Point placement records:
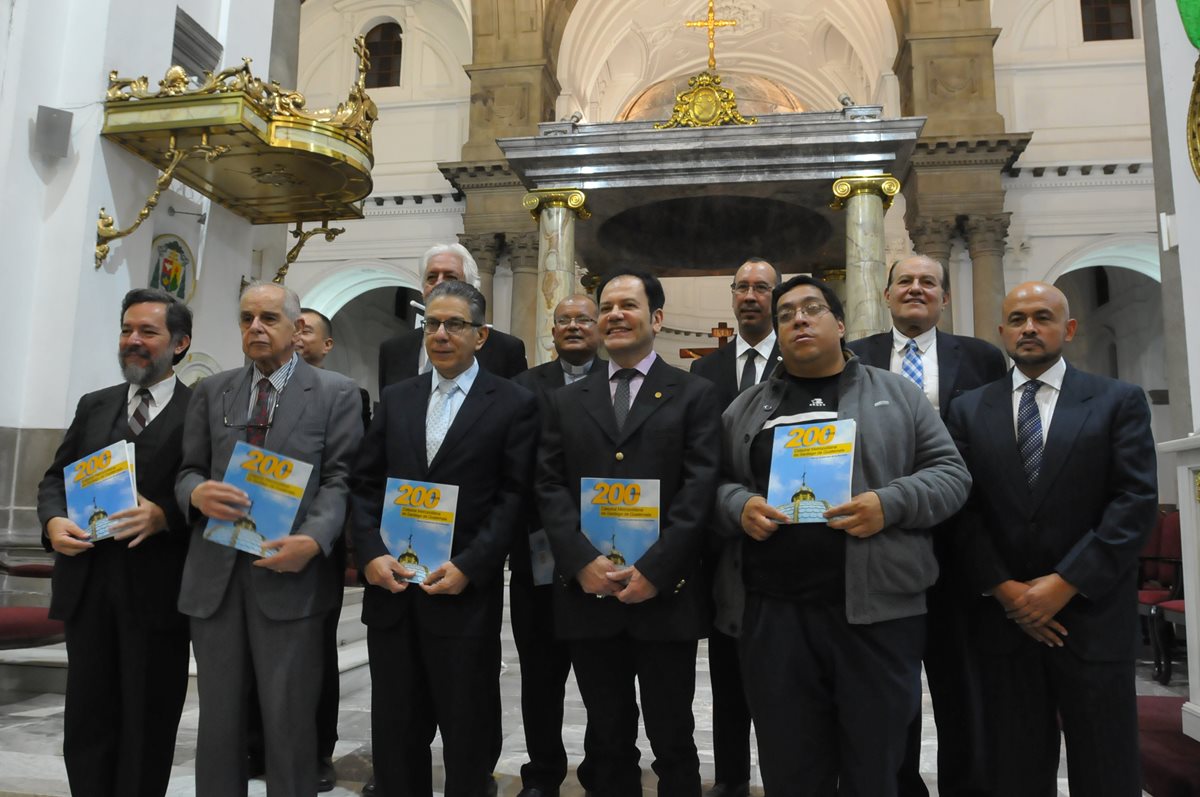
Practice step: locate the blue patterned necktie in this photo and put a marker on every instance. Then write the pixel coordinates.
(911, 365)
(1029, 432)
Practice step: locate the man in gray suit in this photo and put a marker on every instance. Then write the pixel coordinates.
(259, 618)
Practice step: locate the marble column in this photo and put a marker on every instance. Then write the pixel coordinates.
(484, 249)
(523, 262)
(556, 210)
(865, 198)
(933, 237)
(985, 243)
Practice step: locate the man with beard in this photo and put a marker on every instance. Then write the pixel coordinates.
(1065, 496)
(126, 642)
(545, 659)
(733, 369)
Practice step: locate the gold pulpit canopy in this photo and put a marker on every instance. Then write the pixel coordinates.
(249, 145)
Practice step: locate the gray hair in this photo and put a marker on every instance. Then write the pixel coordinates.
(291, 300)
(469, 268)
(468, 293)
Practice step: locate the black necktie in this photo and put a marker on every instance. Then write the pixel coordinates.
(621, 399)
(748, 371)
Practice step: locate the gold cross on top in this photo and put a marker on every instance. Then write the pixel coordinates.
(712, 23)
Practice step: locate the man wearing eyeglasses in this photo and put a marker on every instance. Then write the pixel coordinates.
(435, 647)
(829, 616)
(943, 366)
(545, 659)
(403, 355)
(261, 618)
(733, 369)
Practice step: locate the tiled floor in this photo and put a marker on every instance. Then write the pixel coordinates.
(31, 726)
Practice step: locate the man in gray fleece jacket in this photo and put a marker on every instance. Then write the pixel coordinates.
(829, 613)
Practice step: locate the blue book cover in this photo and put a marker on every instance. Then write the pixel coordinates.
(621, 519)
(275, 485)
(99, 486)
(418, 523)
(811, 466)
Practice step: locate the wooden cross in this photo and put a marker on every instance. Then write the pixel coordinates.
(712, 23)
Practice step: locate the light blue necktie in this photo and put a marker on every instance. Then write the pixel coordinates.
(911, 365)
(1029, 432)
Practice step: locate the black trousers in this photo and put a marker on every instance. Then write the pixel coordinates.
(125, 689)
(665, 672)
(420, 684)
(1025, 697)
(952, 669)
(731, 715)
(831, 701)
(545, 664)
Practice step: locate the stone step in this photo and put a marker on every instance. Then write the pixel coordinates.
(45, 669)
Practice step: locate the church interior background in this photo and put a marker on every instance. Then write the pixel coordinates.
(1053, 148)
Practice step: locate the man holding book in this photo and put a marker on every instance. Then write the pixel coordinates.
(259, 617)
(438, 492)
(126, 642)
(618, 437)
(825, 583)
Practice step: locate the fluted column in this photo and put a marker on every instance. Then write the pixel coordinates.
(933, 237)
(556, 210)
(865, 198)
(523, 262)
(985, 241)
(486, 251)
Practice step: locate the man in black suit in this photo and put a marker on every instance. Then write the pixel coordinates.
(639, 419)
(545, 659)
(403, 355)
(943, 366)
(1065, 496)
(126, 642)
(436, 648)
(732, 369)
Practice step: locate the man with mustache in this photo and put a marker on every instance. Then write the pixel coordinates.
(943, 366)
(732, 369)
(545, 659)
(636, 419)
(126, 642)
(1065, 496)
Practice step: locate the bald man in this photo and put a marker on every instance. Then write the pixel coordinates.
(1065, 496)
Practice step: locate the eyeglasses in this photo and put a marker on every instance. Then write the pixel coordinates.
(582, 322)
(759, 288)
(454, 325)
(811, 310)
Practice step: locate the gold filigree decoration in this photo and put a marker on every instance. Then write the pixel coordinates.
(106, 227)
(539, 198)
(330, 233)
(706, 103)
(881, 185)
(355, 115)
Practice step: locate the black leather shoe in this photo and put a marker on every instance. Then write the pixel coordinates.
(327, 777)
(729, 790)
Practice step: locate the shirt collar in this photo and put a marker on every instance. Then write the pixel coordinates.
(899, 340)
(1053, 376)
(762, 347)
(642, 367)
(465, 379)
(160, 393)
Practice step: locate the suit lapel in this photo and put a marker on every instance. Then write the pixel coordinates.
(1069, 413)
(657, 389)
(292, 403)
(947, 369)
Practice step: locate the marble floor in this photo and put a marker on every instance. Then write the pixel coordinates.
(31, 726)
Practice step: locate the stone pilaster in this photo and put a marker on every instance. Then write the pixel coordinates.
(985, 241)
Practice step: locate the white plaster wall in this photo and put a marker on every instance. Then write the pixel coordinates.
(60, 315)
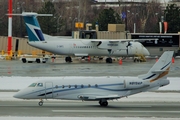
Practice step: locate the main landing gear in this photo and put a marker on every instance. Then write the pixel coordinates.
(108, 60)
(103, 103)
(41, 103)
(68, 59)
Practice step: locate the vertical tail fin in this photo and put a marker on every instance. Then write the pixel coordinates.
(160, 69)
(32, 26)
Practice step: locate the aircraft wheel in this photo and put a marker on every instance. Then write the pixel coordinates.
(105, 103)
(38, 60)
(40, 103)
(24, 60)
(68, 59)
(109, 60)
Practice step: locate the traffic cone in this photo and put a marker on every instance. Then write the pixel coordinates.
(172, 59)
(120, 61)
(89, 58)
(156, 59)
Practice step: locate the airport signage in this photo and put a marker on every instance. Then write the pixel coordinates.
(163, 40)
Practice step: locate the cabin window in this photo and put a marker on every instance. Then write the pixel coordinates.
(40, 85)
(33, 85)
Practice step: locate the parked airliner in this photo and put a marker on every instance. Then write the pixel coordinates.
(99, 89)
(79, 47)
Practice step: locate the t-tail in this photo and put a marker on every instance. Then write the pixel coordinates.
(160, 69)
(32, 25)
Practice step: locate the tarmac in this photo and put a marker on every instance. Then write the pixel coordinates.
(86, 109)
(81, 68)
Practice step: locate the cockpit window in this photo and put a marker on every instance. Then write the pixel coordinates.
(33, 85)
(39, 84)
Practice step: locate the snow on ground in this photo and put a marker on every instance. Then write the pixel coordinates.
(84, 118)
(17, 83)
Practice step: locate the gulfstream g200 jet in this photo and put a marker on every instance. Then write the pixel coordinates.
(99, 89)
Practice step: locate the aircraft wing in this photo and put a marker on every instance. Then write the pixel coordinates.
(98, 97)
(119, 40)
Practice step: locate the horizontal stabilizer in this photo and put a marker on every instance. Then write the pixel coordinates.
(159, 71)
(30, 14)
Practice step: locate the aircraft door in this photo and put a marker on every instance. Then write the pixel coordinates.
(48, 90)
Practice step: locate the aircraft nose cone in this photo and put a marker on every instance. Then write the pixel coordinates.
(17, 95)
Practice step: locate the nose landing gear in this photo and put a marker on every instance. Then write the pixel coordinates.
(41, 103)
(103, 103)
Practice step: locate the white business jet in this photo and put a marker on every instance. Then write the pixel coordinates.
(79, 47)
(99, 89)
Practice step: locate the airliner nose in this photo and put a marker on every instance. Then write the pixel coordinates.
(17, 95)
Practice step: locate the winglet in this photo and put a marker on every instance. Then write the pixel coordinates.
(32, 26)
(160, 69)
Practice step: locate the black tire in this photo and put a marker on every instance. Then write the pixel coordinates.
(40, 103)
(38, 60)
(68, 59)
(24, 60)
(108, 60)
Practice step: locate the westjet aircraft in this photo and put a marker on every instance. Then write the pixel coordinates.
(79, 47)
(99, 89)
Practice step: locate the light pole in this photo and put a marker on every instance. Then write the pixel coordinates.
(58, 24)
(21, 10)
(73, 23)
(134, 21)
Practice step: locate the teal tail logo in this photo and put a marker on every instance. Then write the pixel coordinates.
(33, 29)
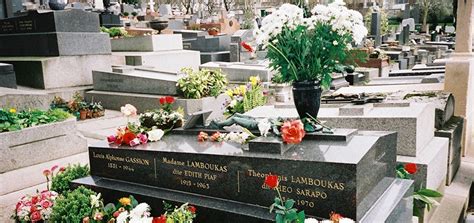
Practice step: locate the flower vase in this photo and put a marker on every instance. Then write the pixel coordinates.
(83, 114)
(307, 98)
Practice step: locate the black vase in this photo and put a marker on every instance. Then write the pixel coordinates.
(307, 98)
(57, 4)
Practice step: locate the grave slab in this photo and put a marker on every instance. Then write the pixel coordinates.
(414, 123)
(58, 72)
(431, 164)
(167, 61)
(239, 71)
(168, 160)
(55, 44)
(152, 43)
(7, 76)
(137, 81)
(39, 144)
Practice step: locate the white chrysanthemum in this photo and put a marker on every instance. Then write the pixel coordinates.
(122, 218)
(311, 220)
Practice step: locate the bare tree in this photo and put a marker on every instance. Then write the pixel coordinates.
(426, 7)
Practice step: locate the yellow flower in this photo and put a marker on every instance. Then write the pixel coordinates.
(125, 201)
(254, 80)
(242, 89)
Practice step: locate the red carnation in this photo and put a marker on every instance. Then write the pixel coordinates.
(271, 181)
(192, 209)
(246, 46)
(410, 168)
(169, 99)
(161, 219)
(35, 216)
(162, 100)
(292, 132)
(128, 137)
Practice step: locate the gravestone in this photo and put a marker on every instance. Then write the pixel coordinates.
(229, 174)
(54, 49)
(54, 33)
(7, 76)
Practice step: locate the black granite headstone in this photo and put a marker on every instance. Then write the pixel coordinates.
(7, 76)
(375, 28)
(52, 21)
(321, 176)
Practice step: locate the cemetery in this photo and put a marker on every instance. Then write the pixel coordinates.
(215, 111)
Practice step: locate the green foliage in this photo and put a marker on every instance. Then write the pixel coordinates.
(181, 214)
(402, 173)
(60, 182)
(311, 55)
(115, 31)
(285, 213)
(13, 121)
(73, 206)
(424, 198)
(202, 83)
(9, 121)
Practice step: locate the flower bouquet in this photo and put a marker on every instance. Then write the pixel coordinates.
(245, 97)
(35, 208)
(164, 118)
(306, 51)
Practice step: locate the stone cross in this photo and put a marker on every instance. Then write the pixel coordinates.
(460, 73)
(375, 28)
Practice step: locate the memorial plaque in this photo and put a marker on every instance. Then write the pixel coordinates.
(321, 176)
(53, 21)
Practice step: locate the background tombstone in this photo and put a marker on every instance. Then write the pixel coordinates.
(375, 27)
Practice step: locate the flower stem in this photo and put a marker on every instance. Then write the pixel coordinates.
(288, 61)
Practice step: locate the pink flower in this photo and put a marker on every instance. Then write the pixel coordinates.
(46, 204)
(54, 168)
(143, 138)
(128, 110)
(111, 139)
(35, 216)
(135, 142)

=== Requirement ===
In the listing above, find the line containing "Practice step: locate the black granite", then reproduce it and each line after it through the end, exactly and with nothing added.

=== Task answer ===
Practice step: locate the black granite headstone in this photo and put a marker on every instance. Then write the pixel coordinates.
(7, 76)
(375, 28)
(52, 21)
(321, 176)
Practice step: locate the cemetery in this photo and put a marker on every instance. Then write the pixel coordinates.
(215, 111)
Practice step: locate the green foliage in this photo and put a marker on every instance. Then write the pixel coordinates.
(181, 214)
(402, 173)
(60, 182)
(311, 55)
(115, 31)
(285, 213)
(13, 121)
(73, 206)
(424, 198)
(202, 83)
(9, 121)
Practice step: locate the flower bouquet in this photo and put a marker on every instance. Then write the pixel coordinates.
(245, 97)
(35, 208)
(164, 118)
(306, 51)
Practice step: locate the stone cross in this photo and put a marker on every instance. Then write the pixel coordinates.
(460, 73)
(375, 28)
Practice step: locate the memorial plaque in this photo and put a marker on every instance. Then write the pixel coordinates.
(321, 176)
(53, 21)
Practice step: locate the background tombstone in this photo and put a marker on every instance. Then write the pixel coordinates.
(375, 27)
Practice step: locate the flower stem in this photo and put a marker on every instance. Then write the pixel coordinates.
(288, 61)
Practice step: locate the pink flower in this photo and put a marker on every instance. Then write the pixel coordinates.
(46, 204)
(54, 168)
(143, 138)
(128, 110)
(111, 139)
(35, 216)
(135, 142)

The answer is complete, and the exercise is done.